» **Work request**
Verbatim transcription of the listing is needed.

» **Exercise inputs**
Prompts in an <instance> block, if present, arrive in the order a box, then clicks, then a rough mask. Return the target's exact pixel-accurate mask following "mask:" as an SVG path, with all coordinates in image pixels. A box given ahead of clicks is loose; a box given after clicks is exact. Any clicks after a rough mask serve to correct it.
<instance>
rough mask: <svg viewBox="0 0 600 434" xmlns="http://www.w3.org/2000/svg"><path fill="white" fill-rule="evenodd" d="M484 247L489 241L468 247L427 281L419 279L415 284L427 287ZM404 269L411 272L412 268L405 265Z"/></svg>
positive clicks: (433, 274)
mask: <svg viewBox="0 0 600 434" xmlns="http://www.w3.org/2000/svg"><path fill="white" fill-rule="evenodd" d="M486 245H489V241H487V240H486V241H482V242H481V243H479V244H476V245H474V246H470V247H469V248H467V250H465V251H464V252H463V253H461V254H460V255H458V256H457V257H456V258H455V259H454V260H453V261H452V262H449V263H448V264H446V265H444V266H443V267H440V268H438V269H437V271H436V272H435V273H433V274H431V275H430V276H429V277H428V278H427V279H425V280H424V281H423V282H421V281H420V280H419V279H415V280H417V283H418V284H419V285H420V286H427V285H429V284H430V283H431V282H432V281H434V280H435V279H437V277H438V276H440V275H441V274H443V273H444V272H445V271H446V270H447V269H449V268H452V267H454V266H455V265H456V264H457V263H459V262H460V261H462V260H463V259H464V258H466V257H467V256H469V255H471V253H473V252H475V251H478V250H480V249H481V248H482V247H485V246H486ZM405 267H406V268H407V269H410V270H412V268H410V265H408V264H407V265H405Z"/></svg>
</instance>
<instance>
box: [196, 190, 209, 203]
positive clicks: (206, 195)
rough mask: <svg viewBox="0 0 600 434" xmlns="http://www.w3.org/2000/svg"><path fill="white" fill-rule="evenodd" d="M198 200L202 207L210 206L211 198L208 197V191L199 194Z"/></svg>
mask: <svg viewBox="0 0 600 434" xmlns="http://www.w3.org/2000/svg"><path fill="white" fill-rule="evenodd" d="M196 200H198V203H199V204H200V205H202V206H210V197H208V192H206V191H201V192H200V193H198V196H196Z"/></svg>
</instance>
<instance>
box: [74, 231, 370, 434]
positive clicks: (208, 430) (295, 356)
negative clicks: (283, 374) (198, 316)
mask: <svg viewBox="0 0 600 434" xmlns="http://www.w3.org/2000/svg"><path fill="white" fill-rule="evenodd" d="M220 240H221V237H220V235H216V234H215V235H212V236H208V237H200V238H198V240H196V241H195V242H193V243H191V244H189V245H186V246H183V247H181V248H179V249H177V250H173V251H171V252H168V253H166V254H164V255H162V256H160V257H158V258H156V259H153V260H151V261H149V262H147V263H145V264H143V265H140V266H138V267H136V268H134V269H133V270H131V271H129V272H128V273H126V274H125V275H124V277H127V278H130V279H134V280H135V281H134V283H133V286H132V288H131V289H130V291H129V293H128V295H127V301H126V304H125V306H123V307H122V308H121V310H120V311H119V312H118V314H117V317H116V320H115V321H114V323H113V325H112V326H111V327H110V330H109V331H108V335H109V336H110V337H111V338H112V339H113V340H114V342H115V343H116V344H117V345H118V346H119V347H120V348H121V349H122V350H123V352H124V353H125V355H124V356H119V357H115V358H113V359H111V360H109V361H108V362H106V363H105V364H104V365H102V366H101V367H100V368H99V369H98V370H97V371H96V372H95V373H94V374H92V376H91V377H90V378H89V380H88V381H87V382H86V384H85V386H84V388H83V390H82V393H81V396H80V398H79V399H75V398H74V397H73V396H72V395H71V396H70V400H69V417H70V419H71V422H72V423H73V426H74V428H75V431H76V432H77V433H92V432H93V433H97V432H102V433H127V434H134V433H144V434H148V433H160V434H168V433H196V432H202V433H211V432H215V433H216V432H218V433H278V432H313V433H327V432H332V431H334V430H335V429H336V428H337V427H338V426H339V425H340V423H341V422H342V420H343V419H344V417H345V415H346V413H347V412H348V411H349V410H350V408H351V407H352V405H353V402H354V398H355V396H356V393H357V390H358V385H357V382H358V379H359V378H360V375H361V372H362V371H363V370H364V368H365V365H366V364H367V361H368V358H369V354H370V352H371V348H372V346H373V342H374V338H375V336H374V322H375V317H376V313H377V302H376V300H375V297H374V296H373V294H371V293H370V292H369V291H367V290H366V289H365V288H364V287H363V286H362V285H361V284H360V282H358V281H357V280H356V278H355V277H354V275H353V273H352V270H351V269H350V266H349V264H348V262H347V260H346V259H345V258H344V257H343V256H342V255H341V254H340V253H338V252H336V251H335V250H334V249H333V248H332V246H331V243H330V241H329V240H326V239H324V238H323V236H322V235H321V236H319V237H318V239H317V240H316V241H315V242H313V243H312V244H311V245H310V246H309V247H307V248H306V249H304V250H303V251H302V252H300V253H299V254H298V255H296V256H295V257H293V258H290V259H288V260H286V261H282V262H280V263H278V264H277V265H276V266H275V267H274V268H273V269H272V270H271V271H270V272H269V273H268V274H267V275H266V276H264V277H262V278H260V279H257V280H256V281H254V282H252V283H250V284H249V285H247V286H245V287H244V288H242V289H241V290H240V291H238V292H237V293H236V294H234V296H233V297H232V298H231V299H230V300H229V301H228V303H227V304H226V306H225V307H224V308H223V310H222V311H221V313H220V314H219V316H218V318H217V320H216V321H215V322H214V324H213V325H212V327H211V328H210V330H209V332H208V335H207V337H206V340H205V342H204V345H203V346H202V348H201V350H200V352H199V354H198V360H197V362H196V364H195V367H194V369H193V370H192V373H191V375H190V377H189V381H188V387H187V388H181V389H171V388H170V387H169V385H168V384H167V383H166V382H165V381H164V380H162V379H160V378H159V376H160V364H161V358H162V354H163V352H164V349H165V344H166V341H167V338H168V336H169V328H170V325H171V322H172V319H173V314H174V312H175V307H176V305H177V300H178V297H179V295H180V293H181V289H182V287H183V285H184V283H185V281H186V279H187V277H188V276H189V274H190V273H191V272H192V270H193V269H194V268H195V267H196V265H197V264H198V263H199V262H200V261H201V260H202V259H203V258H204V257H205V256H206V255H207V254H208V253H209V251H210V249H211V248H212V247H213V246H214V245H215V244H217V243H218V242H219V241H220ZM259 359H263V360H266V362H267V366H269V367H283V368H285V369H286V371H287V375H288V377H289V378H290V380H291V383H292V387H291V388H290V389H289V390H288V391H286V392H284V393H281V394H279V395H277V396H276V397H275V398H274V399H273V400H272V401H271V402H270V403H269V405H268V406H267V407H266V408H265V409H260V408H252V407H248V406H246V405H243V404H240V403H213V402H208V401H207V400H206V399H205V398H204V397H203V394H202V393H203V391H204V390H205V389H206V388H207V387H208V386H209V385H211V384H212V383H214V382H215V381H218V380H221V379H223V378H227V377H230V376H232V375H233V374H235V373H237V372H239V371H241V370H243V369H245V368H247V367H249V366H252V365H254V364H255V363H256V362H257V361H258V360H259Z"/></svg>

» **Exercise result**
Prompts in an <instance> block, if present, arrive in the order a box, then clicks, then a rough mask. Return the target's exact pixel-accurate mask following "mask:" as an SVG path, with all coordinates in image pixels. A box given ahead of clicks is loose; a box given after clicks is exact. Any clicks after a rough mask serve to correct it.
<instance>
rough mask: <svg viewBox="0 0 600 434" xmlns="http://www.w3.org/2000/svg"><path fill="white" fill-rule="evenodd" d="M484 247L489 241L468 247L427 281L419 279L415 284L427 287ZM404 269L411 272L412 268L405 265Z"/></svg>
positive clicks: (433, 274)
mask: <svg viewBox="0 0 600 434" xmlns="http://www.w3.org/2000/svg"><path fill="white" fill-rule="evenodd" d="M486 245H489V241H487V240H486V241H482V242H481V243H479V244H476V245H474V246H470V247H469V248H467V250H465V251H464V252H463V253H461V254H460V255H458V256H457V257H456V258H455V259H454V260H453V261H452V262H449V263H448V264H446V265H444V266H443V267H440V268H438V269H437V271H436V272H435V273H433V274H431V275H430V276H429V277H428V278H427V279H425V280H424V281H423V282H421V281H420V280H419V279H415V280H417V283H418V284H419V285H420V286H427V285H429V284H430V283H431V282H432V281H434V280H435V279H437V277H438V276H440V275H441V274H443V273H444V272H445V271H446V270H447V269H449V268H452V267H454V266H455V265H456V264H457V263H459V262H460V261H462V260H463V259H464V258H466V257H467V256H469V255H471V253H473V252H475V251H478V250H480V249H481V248H482V247H485V246H486ZM405 267H406V268H407V269H410V270H412V268H410V265H408V264H407V265H405Z"/></svg>
</instance>
<instance>
box: [196, 190, 209, 203]
positive clicks: (206, 195)
rough mask: <svg viewBox="0 0 600 434" xmlns="http://www.w3.org/2000/svg"><path fill="white" fill-rule="evenodd" d="M198 200L202 207L210 206L211 198L208 197V191L199 194Z"/></svg>
mask: <svg viewBox="0 0 600 434" xmlns="http://www.w3.org/2000/svg"><path fill="white" fill-rule="evenodd" d="M196 200H198V203H199V204H200V205H202V206H210V197H208V192H206V191H201V192H200V193H198V196H196Z"/></svg>
</instance>
<instance>
box: [74, 231, 370, 434]
positive clicks: (208, 430) (295, 356)
negative clicks: (283, 374) (198, 316)
mask: <svg viewBox="0 0 600 434" xmlns="http://www.w3.org/2000/svg"><path fill="white" fill-rule="evenodd" d="M220 240H221V237H220V235H216V234H215V235H212V236H208V237H200V238H198V240H196V241H195V242H193V243H191V244H189V245H186V246H183V247H181V248H179V249H177V250H173V251H171V252H168V253H166V254H164V255H162V256H160V257H158V258H156V259H153V260H151V261H149V262H147V263H145V264H143V265H140V266H138V267H136V268H134V269H133V270H131V271H129V272H128V273H126V274H125V275H124V277H127V278H130V279H134V280H135V281H134V283H133V286H132V288H131V289H130V291H129V293H128V295H127V301H126V304H125V306H123V307H122V308H121V310H120V311H119V312H118V314H117V317H116V320H115V321H114V323H113V325H112V326H111V327H110V330H109V331H108V335H109V336H110V337H111V338H112V339H113V340H114V342H115V343H116V344H117V345H118V346H119V347H120V348H121V349H122V350H123V352H124V353H125V355H124V356H119V357H115V358H113V359H111V360H109V361H108V362H106V363H105V364H104V365H102V366H101V367H100V368H99V369H98V370H97V371H96V372H95V373H94V374H92V376H91V377H90V378H89V380H88V381H87V382H86V384H85V386H84V388H83V390H82V393H81V396H80V398H79V399H75V398H74V397H73V396H72V395H71V396H70V400H69V417H70V419H71V422H72V423H73V426H74V428H75V431H76V432H77V433H92V432H93V433H97V432H102V433H127V434H134V433H144V434H148V433H160V434H168V433H196V432H202V433H211V432H215V433H216V432H218V433H278V432H313V433H327V432H332V431H334V430H335V429H336V428H337V427H338V426H339V425H340V423H341V422H342V420H343V419H344V417H345V415H346V413H347V412H348V411H349V410H350V408H351V407H352V405H353V402H354V398H355V396H356V393H357V390H358V385H357V382H358V379H359V378H360V375H361V372H362V371H363V370H364V368H365V365H366V364H367V361H368V358H369V354H370V352H371V348H372V346H373V342H374V338H375V336H374V322H375V317H376V313H377V302H376V300H375V297H374V296H373V294H371V293H370V292H369V291H367V290H366V289H365V288H364V287H363V286H362V285H361V284H360V282H358V281H357V280H356V278H355V277H354V275H353V273H352V270H351V269H350V266H349V264H348V262H347V260H346V259H345V258H344V257H343V256H342V255H341V254H340V253H338V252H336V251H335V250H334V249H333V248H332V246H331V243H330V241H329V240H326V239H324V238H323V236H322V235H321V236H319V237H318V239H317V240H316V241H315V242H313V243H312V244H311V245H310V246H309V247H307V248H306V249H304V250H303V251H302V252H300V253H299V254H298V255H296V256H295V257H293V258H290V259H288V260H286V261H282V262H280V263H278V264H277V265H276V266H275V267H274V268H273V269H272V270H271V271H270V272H269V273H268V274H267V275H266V276H264V277H262V278H260V279H257V280H256V281H254V282H252V283H250V284H249V285H247V286H245V287H244V288H242V289H241V290H240V291H238V292H237V293H236V294H234V296H233V297H232V298H231V299H230V300H229V301H228V303H227V304H226V306H225V307H224V308H223V310H222V311H221V313H220V314H219V316H218V318H217V320H216V321H215V322H214V324H213V325H212V327H211V328H210V330H209V332H208V335H207V337H206V340H205V342H204V345H203V346H202V348H201V350H200V352H199V354H198V360H197V362H196V364H195V367H194V369H193V370H192V373H191V375H190V377H189V381H188V387H187V388H181V389H171V388H170V387H169V385H168V384H167V383H166V382H165V381H164V380H162V379H160V378H159V376H160V364H161V358H162V354H163V352H164V349H165V344H166V341H167V338H168V336H169V328H170V325H171V322H172V319H173V314H174V312H175V307H176V305H177V300H178V297H179V295H180V293H181V289H182V287H183V285H184V283H185V281H186V279H187V277H188V276H189V274H190V273H191V272H192V270H193V269H194V268H195V267H196V265H197V264H198V263H199V262H200V261H201V260H202V259H203V258H204V257H205V256H206V255H207V254H208V253H209V251H210V249H211V248H212V247H213V246H214V245H215V244H217V243H218V242H219V241H220ZM259 359H263V360H266V362H267V366H269V367H283V368H285V369H286V371H287V375H288V377H289V378H290V380H291V383H292V387H291V388H290V389H289V390H288V391H286V392H284V393H281V394H279V395H277V396H276V397H275V398H274V399H273V400H272V401H271V402H270V403H269V405H268V406H267V407H266V408H265V409H260V408H252V407H248V406H246V405H243V404H240V403H213V402H208V401H207V400H206V399H205V398H204V397H203V394H202V393H203V391H204V390H205V389H206V388H207V387H208V386H209V385H211V384H212V383H214V382H215V381H218V380H221V379H223V378H227V377H230V376H232V375H233V374H235V373H237V372H239V371H241V370H243V369H245V368H247V367H249V366H252V365H254V364H255V363H256V362H257V361H258V360H259Z"/></svg>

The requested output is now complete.